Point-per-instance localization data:
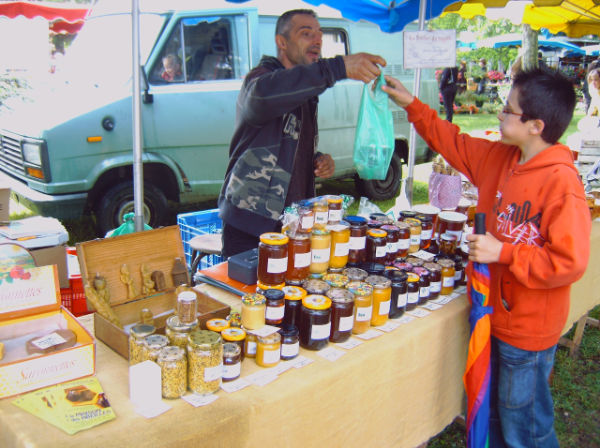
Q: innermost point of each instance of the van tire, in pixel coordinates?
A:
(382, 189)
(119, 200)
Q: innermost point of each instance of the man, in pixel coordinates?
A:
(272, 158)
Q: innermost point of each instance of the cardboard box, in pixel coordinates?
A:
(29, 310)
(156, 249)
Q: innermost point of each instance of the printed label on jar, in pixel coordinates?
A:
(364, 313)
(358, 242)
(289, 350)
(232, 370)
(346, 323)
(274, 312)
(302, 260)
(277, 265)
(213, 373)
(320, 331)
(320, 255)
(341, 249)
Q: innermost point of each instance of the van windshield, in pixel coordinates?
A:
(102, 53)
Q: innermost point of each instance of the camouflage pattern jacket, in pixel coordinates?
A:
(265, 141)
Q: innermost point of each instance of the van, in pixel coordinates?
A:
(70, 152)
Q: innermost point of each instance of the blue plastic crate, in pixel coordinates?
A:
(199, 223)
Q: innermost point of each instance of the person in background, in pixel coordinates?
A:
(537, 244)
(272, 156)
(449, 87)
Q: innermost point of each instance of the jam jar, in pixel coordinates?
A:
(342, 314)
(357, 252)
(376, 246)
(435, 278)
(382, 294)
(272, 258)
(232, 361)
(268, 350)
(363, 305)
(315, 321)
(399, 293)
(275, 301)
(340, 244)
(320, 247)
(298, 258)
(412, 288)
(290, 345)
(205, 361)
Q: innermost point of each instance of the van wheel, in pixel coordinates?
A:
(118, 201)
(382, 189)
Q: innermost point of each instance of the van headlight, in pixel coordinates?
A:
(32, 153)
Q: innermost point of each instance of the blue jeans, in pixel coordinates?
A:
(521, 407)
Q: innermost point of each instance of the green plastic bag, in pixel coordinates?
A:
(374, 139)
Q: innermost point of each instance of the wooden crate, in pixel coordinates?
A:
(157, 249)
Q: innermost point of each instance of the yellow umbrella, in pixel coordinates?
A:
(575, 18)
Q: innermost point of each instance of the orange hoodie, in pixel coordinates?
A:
(538, 210)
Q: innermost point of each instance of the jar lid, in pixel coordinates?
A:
(204, 339)
(233, 334)
(360, 288)
(316, 302)
(340, 295)
(294, 292)
(217, 324)
(142, 330)
(253, 299)
(378, 281)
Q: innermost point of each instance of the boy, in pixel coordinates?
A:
(537, 242)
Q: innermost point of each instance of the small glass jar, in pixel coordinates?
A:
(275, 301)
(342, 314)
(363, 306)
(290, 345)
(340, 244)
(315, 321)
(232, 361)
(153, 344)
(137, 334)
(320, 247)
(268, 350)
(399, 293)
(357, 252)
(253, 311)
(376, 246)
(205, 361)
(173, 371)
(382, 291)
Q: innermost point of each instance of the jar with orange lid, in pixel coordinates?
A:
(253, 311)
(320, 247)
(340, 244)
(272, 258)
(268, 350)
(363, 305)
(382, 295)
(298, 258)
(376, 246)
(315, 322)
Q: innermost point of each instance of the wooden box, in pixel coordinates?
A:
(156, 249)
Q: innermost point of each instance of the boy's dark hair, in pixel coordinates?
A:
(549, 96)
(283, 22)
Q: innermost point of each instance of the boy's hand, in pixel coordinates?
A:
(484, 248)
(397, 92)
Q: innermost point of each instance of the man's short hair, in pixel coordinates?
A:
(549, 96)
(283, 22)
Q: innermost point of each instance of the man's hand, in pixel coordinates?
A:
(324, 166)
(397, 92)
(363, 66)
(484, 248)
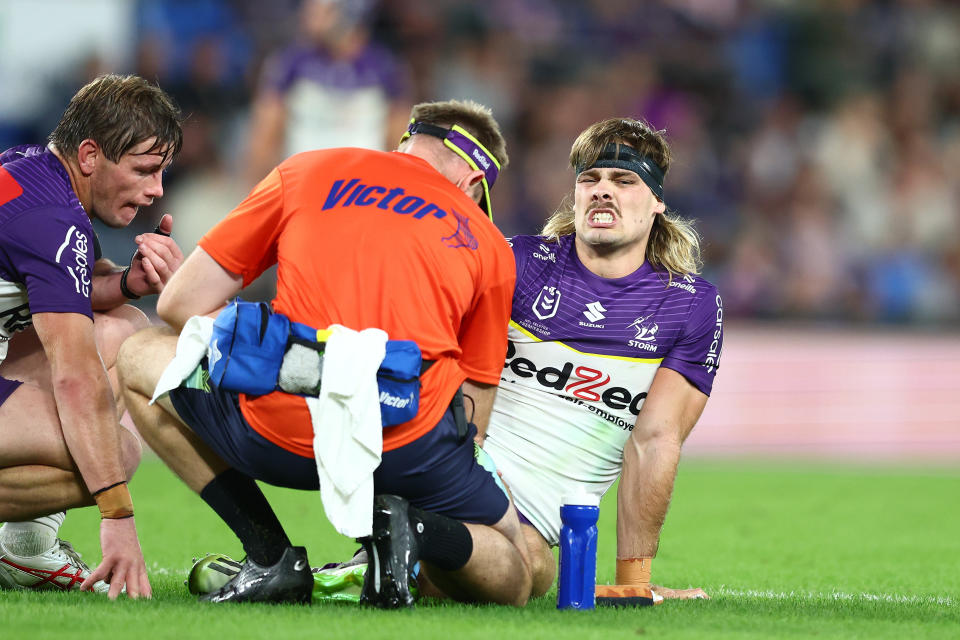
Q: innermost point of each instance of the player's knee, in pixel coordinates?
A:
(131, 451)
(130, 357)
(115, 326)
(544, 570)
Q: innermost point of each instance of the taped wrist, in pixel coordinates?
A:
(634, 571)
(124, 289)
(114, 501)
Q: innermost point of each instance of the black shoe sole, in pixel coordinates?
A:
(391, 553)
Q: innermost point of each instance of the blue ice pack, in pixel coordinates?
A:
(249, 342)
(247, 347)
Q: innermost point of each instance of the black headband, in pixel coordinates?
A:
(620, 156)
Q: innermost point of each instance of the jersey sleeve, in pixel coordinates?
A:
(483, 334)
(53, 259)
(696, 355)
(245, 242)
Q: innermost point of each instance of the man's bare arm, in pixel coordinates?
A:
(650, 460)
(199, 287)
(87, 414)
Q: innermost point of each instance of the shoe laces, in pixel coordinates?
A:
(65, 549)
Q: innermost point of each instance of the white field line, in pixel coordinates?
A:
(751, 594)
(838, 596)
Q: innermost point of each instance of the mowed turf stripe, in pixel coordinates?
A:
(838, 596)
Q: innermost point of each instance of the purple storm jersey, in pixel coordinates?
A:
(334, 102)
(583, 351)
(46, 241)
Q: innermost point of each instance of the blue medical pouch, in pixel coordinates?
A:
(249, 342)
(247, 347)
(399, 381)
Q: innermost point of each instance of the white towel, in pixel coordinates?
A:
(193, 344)
(348, 433)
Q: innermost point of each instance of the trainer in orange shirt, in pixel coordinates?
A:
(362, 239)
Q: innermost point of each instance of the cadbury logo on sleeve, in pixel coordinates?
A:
(76, 262)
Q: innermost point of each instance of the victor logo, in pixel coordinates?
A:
(394, 401)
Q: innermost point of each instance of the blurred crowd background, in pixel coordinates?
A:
(817, 143)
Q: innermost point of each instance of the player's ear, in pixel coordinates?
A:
(88, 153)
(470, 184)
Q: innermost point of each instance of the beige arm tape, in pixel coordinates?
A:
(115, 502)
(633, 571)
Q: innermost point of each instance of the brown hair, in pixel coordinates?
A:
(474, 117)
(673, 243)
(118, 113)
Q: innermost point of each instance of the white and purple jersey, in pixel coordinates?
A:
(334, 102)
(46, 241)
(582, 354)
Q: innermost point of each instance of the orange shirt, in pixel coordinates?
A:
(372, 239)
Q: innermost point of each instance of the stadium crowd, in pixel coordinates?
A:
(818, 142)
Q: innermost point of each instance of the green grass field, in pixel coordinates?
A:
(786, 551)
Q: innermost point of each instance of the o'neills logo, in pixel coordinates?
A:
(713, 354)
(583, 383)
(77, 264)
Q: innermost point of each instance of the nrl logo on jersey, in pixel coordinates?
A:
(646, 337)
(547, 302)
(545, 253)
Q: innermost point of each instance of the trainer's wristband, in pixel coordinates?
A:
(124, 289)
(114, 501)
(634, 571)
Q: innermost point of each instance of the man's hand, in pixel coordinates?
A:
(122, 563)
(679, 594)
(623, 595)
(157, 257)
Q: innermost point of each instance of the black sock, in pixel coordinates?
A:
(444, 542)
(239, 502)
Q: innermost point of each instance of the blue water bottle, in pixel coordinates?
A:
(578, 551)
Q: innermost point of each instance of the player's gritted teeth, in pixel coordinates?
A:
(601, 217)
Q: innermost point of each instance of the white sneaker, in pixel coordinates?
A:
(60, 567)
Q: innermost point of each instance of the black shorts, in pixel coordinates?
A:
(438, 472)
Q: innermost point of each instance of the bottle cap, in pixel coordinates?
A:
(581, 496)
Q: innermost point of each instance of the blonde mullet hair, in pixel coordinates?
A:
(674, 243)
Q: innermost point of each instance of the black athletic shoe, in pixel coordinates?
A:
(392, 551)
(289, 580)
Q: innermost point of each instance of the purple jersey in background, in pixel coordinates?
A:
(334, 102)
(46, 241)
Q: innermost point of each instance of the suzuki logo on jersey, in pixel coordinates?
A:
(594, 312)
(646, 337)
(545, 306)
(80, 269)
(581, 382)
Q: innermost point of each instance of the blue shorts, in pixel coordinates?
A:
(7, 387)
(438, 472)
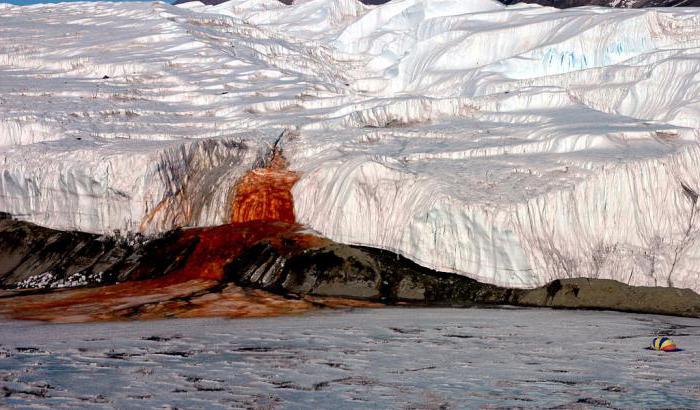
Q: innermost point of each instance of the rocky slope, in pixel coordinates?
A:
(256, 270)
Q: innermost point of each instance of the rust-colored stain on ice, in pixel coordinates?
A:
(262, 210)
(265, 194)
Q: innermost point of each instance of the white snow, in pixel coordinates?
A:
(514, 145)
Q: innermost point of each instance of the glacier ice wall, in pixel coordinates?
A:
(514, 145)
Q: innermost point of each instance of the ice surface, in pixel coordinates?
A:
(388, 358)
(514, 145)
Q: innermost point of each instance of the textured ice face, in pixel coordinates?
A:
(514, 145)
(389, 358)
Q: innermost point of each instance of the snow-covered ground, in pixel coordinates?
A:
(388, 358)
(514, 145)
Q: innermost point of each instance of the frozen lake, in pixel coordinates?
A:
(398, 358)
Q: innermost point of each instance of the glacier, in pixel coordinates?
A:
(511, 144)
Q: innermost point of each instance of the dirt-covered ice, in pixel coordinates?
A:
(398, 358)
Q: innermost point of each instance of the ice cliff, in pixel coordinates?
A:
(514, 145)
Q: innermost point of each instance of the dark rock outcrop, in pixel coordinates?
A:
(376, 275)
(33, 256)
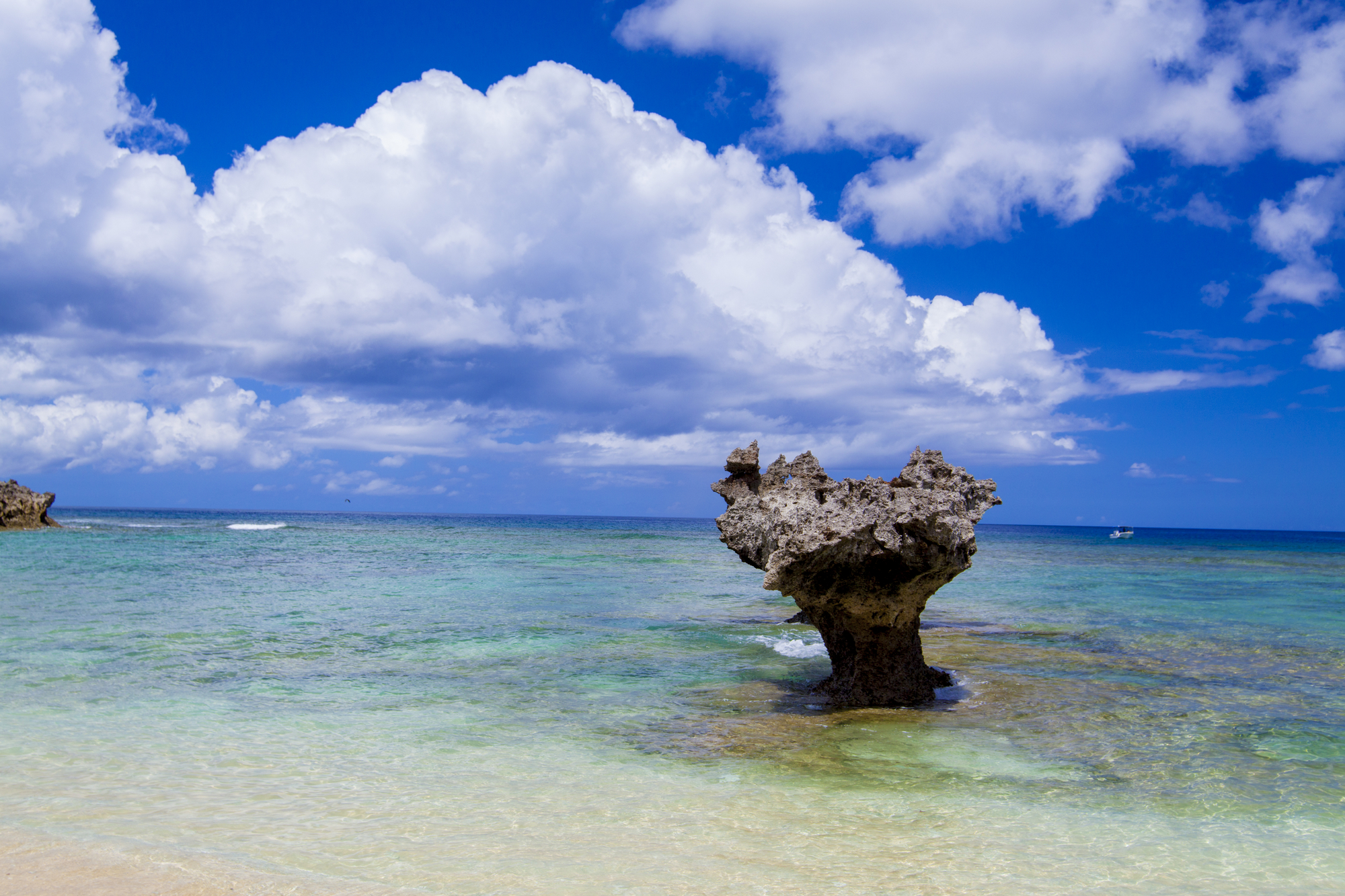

(What is being asked): The answer must be the lines of the entries above, written out exactly from the first through the one with "Q: innermost point of each instance of the van windshield, in", and no pictures.

(Expected answer):
Q: innermost point of each instance of the van tire, in pixel coordinates?
A:
(382, 189)
(119, 200)
Q: innermost point of each instance of the man, in pixel coordinates?
A:
(272, 158)
Q: innermost point of each instance of the cardboard box, in pixel coordinates?
A:
(29, 310)
(156, 249)
Q: innermost point of each instance of the printed label on jar, in pixel coordinates?
A:
(364, 313)
(358, 242)
(289, 350)
(232, 370)
(346, 323)
(274, 312)
(302, 260)
(277, 265)
(213, 373)
(320, 331)
(320, 255)
(341, 249)
Q: innermost point of each instance of the van windshield, in pixel coordinates?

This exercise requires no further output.